The lines running from the one that contains "box: [863, 291, 882, 367]" to the end of the records below are what to reproduce, exactly and without pictures.

_ _ _ _ _

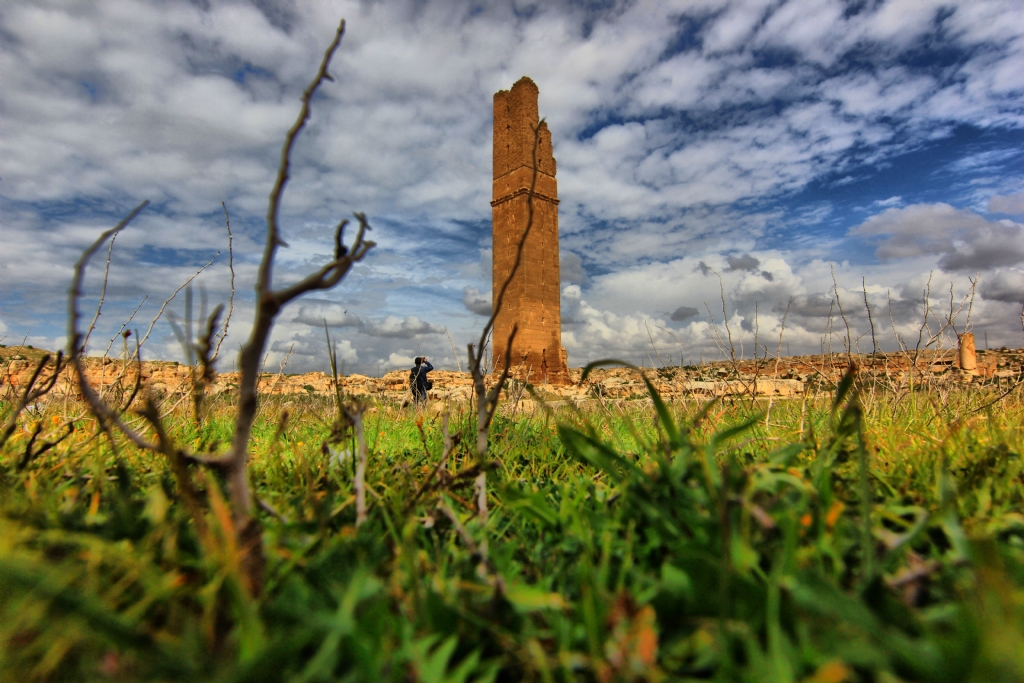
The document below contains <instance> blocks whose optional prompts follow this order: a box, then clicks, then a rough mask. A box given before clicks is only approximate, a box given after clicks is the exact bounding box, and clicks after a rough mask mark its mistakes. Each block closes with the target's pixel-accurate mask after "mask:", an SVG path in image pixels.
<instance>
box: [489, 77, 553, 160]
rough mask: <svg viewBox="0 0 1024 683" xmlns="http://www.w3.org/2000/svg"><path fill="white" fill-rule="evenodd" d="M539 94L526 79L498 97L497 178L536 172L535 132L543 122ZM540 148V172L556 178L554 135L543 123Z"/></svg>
mask: <svg viewBox="0 0 1024 683" xmlns="http://www.w3.org/2000/svg"><path fill="white" fill-rule="evenodd" d="M539 94H540V90H539V89H538V87H537V84H536V83H534V81H532V80H531V79H529V78H527V77H525V76H523V77H522V78H520V79H519V80H518V81H516V83H515V85H513V86H512V89H511V90H499V91H498V92H496V93H495V178H496V179H497V178H500V177H501V176H503V175H505V174H507V173H511V172H512V171H515V170H516V169H519V168H527V169H529V170H530V171H532V169H534V129H535V128H536V127H537V124H538V122H539V121H540V119H541V118H540V114H539V113H538V104H537V98H538V95H539ZM539 133H540V139H539V140H538V142H539V143H538V145H537V170H538V171H539V172H541V173H544V174H546V175H551V176H553V175H555V158H554V156H553V154H552V150H551V131H549V130H548V124H547V123H542V124H541V129H540V131H539Z"/></svg>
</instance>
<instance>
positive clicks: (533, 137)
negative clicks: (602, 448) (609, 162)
mask: <svg viewBox="0 0 1024 683" xmlns="http://www.w3.org/2000/svg"><path fill="white" fill-rule="evenodd" d="M538 94H539V90H538V87H537V84H536V83H534V81H531V80H530V79H528V78H525V77H524V78H521V79H519V80H518V81H517V82H516V83H515V85H513V86H512V89H511V90H500V91H499V92H497V93H495V162H494V163H495V174H494V194H493V201H492V202H490V207H492V217H493V228H492V229H493V237H494V243H493V244H494V251H493V254H494V257H493V258H494V270H493V273H492V278H493V281H492V284H493V289H492V291H493V292H495V296H496V297H497V293H498V292H499V291H500V290H501V288H502V287H503V286H504V284H505V282H506V281H507V280H508V279H509V276H510V274H511V273H512V270H513V267H514V264H515V262H516V254H517V253H518V248H519V243H520V242H522V243H523V249H522V260H521V261H520V263H519V266H518V268H516V269H515V274H514V275H512V279H511V281H509V287H508V290H507V291H506V294H505V300H504V302H503V304H502V308H501V309H500V310H499V311H498V314H497V316H496V317H495V329H494V342H493V343H494V346H493V348H494V358H495V369H496V370H501V369H503V368H504V367H505V364H506V357H507V358H508V361H509V362H510V364H511V366H510V368H509V370H510V371H511V372H512V374H513V377H517V378H519V379H522V380H526V381H527V382H531V383H550V384H567V383H568V382H569V374H568V358H567V356H566V353H565V349H564V348H562V344H561V299H560V291H559V268H558V183H557V181H556V180H555V158H554V156H553V155H552V150H551V132H550V131H549V130H548V126H547V124H544V123H540V116H539V113H538V103H537V99H538ZM535 131H536V134H535ZM535 142H536V145H535ZM535 146H536V151H535ZM535 155H536V168H537V174H536V176H535V173H534V169H535ZM531 187H532V190H534V191H532V193H530V188H531ZM527 226H528V227H529V232H528V234H526V237H525V239H523V234H524V232H525V231H526V228H527ZM495 305H497V299H495ZM513 329H515V330H516V331H517V332H516V335H515V340H514V342H513V345H512V346H513V347H512V348H509V346H508V340H509V339H510V338H511V337H512V330H513Z"/></svg>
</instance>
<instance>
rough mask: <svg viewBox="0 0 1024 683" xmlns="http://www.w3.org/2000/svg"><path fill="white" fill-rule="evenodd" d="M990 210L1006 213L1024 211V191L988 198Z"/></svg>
mask: <svg viewBox="0 0 1024 683" xmlns="http://www.w3.org/2000/svg"><path fill="white" fill-rule="evenodd" d="M988 212H989V213H1006V214H1021V213H1024V193H1014V194H1013V195H994V196H993V197H991V198H990V199H989V200H988Z"/></svg>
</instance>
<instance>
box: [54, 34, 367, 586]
mask: <svg viewBox="0 0 1024 683" xmlns="http://www.w3.org/2000/svg"><path fill="white" fill-rule="evenodd" d="M344 29H345V23H344V20H342V22H341V23H340V25H339V26H338V30H337V32H336V33H335V36H334V39H333V40H332V42H331V44H330V46H329V47H328V48H327V50H326V51H325V53H324V59H323V61H322V62H321V67H319V70H318V72H317V74H316V77H315V78H314V79H313V81H312V82H311V83H310V84H309V86H308V87H307V88H306V90H305V91H304V92H303V94H302V108H301V111H300V113H299V117H298V119H297V120H296V122H295V124H294V125H293V126H292V128H291V129H290V130H289V131H288V134H287V136H286V139H285V143H284V146H283V148H282V153H281V164H280V166H279V169H278V176H276V180H275V182H274V185H273V189H272V190H271V193H270V198H269V206H268V210H267V232H266V242H265V245H264V251H263V258H262V260H261V262H260V265H259V270H258V276H257V284H256V315H255V322H254V323H253V327H252V331H251V333H250V336H249V339H248V341H247V342H246V343H245V344H244V345H243V347H242V351H241V355H240V360H239V369H240V374H241V377H240V387H239V407H238V412H237V414H236V419H234V431H233V435H232V439H231V444H230V447H229V450H228V451H227V452H226V453H224V454H200V453H190V452H188V451H185V450H184V449H182V447H180V446H179V445H178V444H175V443H174V442H173V440H172V439H171V437H170V435H169V434H168V433H167V431H166V429H165V428H164V426H163V422H162V418H161V415H160V412H159V410H158V409H157V405H156V403H155V402H154V400H153V398H152V397H146V400H145V404H144V407H143V408H142V409H141V410H140V411H139V415H141V416H142V417H143V418H145V420H146V421H147V422H148V424H150V425H151V427H152V429H153V431H154V433H155V435H156V439H155V440H150V439H147V438H146V437H144V436H143V435H142V434H140V433H139V432H137V431H136V430H134V429H132V428H131V427H130V426H129V425H128V424H127V422H126V421H125V420H124V418H123V415H122V414H121V412H119V411H118V410H117V409H116V408H112V407H111V405H110V404H109V403H108V402H106V401H105V400H103V398H102V397H101V396H100V395H98V394H97V393H96V392H95V391H94V390H93V389H92V387H91V386H90V385H89V383H88V381H87V380H86V376H85V373H84V360H83V355H84V347H83V336H82V334H81V332H80V331H79V329H78V322H79V317H80V314H79V311H78V302H79V299H80V297H81V295H82V281H83V279H84V274H85V268H86V265H87V264H88V261H89V259H90V258H91V257H92V255H93V254H94V253H95V252H96V251H97V250H98V249H99V247H100V246H101V245H102V244H104V243H105V242H106V240H109V239H112V238H113V237H114V236H116V234H117V233H118V232H120V231H121V230H122V229H123V228H124V227H126V226H127V225H128V223H129V222H131V220H133V219H134V218H135V217H136V216H137V215H138V214H139V212H141V211H142V210H143V209H144V208H145V206H146V205H147V204H148V202H143V203H142V204H140V205H139V206H138V207H136V208H135V209H134V210H133V211H132V212H131V213H130V214H129V215H128V216H127V217H126V218H125V219H124V220H122V221H121V222H120V223H119V224H118V225H116V226H115V227H113V228H111V229H110V230H108V231H105V232H103V234H101V236H100V237H99V239H98V240H97V241H96V242H95V243H94V244H93V245H92V246H91V247H90V248H89V249H87V250H86V251H85V253H83V255H82V257H81V258H80V259H79V261H78V263H77V264H76V265H75V274H74V279H73V282H72V287H71V289H70V292H69V315H68V317H69V322H68V340H69V341H68V355H69V357H70V360H71V362H72V365H73V366H74V367H75V370H76V372H77V374H78V380H79V386H80V389H81V392H82V395H83V397H84V399H85V401H86V403H87V404H88V407H89V410H90V411H91V412H92V414H93V415H94V416H95V418H96V419H97V421H98V422H99V423H100V425H102V426H103V427H104V428H108V429H116V430H117V431H119V432H121V433H122V434H123V435H124V436H125V437H127V438H128V439H129V440H130V441H131V442H133V443H134V444H135V445H136V446H138V447H140V449H142V450H145V451H151V452H155V453H160V454H163V455H164V456H165V457H166V458H167V459H168V462H169V463H170V465H171V469H172V471H173V473H174V475H175V478H176V480H177V483H178V487H179V490H180V492H181V495H182V498H183V499H184V502H185V505H186V506H187V507H188V509H189V511H190V513H191V515H193V518H194V520H195V523H196V525H197V529H198V530H199V531H200V535H201V537H205V522H204V514H203V511H202V508H201V505H200V502H199V499H198V496H197V495H196V490H195V486H194V484H193V480H191V475H190V472H189V466H191V465H202V466H206V467H210V468H215V469H217V470H219V471H221V472H222V474H223V476H224V479H225V481H226V483H227V489H228V497H229V501H230V509H231V517H232V531H233V536H234V538H233V541H234V544H236V546H237V548H238V551H239V554H240V557H239V560H240V567H241V570H242V574H243V580H244V583H245V585H246V588H247V589H248V590H249V592H250V593H251V594H253V595H256V594H259V593H260V592H261V590H262V585H263V551H262V531H261V527H260V525H259V523H258V522H257V520H256V518H255V516H254V508H255V501H254V496H253V494H252V489H251V488H250V485H249V476H248V469H247V467H248V461H249V442H250V438H251V434H252V426H253V422H254V420H255V417H256V412H257V409H258V405H259V400H258V395H257V389H258V384H259V376H260V366H261V362H260V361H261V359H262V357H263V353H264V350H265V348H266V344H267V340H268V339H269V336H270V332H271V330H272V329H273V325H274V321H275V318H276V316H278V314H279V313H280V312H281V310H282V309H283V308H284V307H285V306H286V305H287V304H288V303H289V302H291V301H292V300H294V299H296V298H298V297H300V296H302V295H303V294H305V293H307V292H312V291H317V290H328V289H331V288H333V287H335V286H336V285H337V284H338V283H340V282H341V280H342V279H343V278H344V276H345V275H346V274H347V273H348V271H349V269H350V268H351V266H352V265H353V264H354V263H356V262H358V261H360V260H361V259H362V258H364V257H365V256H366V255H367V253H368V252H369V251H370V249H372V248H373V247H374V243H373V242H370V241H369V240H367V239H366V232H367V230H369V229H370V225H369V223H368V222H367V219H366V216H365V215H362V214H355V217H356V219H357V220H358V222H359V228H358V232H357V234H356V237H355V240H354V241H353V243H352V245H351V247H346V246H345V244H344V240H343V238H344V229H345V226H346V225H347V224H348V221H347V220H343V221H341V222H340V223H339V224H338V226H337V228H336V230H335V238H334V258H333V259H332V260H331V261H330V262H329V263H327V264H326V265H324V266H322V267H321V268H319V269H317V270H316V271H314V272H312V273H310V274H309V275H306V276H305V278H303V279H302V280H300V281H299V282H297V283H295V284H293V285H290V286H287V287H283V288H281V289H273V287H272V285H271V280H272V272H273V263H274V256H275V253H276V250H278V248H279V247H281V246H283V245H284V244H285V243H284V241H283V240H282V237H281V230H280V227H279V213H280V208H281V200H282V197H283V194H284V190H285V186H286V184H287V183H288V179H289V170H290V166H291V154H292V147H293V146H294V144H295V140H296V138H297V137H298V135H299V133H300V132H301V130H302V129H303V127H304V126H305V124H306V122H307V121H308V119H309V103H310V100H311V99H312V96H313V94H314V93H315V91H316V89H317V88H318V87H319V86H321V84H322V83H323V82H324V81H325V80H331V81H333V80H334V79H333V78H332V77H331V75H330V74H329V73H328V66H329V63H330V61H331V57H332V56H333V54H334V52H335V50H336V49H337V47H338V44H339V43H340V41H341V37H342V35H343V33H344ZM165 306H166V303H165ZM218 314H219V313H218ZM216 317H217V314H215V315H211V316H210V318H209V319H208V321H207V331H208V333H209V334H205V335H203V339H205V341H203V340H201V348H199V349H198V350H199V351H200V353H201V355H203V356H205V357H206V358H207V360H208V361H209V360H212V357H213V354H214V353H215V349H216V346H215V345H214V344H213V343H212V342H213V339H214V333H213V331H214V330H215V329H216V325H215V322H216ZM151 331H152V327H151ZM147 335H148V333H147ZM201 362H202V361H201Z"/></svg>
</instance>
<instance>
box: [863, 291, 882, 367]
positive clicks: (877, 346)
mask: <svg viewBox="0 0 1024 683" xmlns="http://www.w3.org/2000/svg"><path fill="white" fill-rule="evenodd" d="M860 287H861V289H862V290H863V292H864V308H866V309H867V325H868V326H869V327H870V329H871V354H872V355H873V354H876V353H878V352H879V343H878V341H876V339H874V318H873V317H871V304H870V303H868V301H867V279H866V278H864V276H861V278H860Z"/></svg>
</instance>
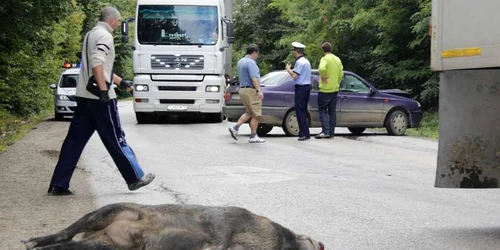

_ _ _ _ _

SOLUTION FOR THIS PROBLEM:
box: [863, 291, 882, 367]
positive clicks: (877, 346)
mask: <svg viewBox="0 0 1024 683" xmlns="http://www.w3.org/2000/svg"><path fill="white" fill-rule="evenodd" d="M860 287H861V289H862V290H863V292H864V308H866V309H867V325H868V326H869V327H870V329H871V354H872V355H873V354H876V353H878V352H879V343H878V341H876V339H874V318H873V317H871V304H870V303H868V301H867V279H866V278H864V276H861V278H860Z"/></svg>
</instance>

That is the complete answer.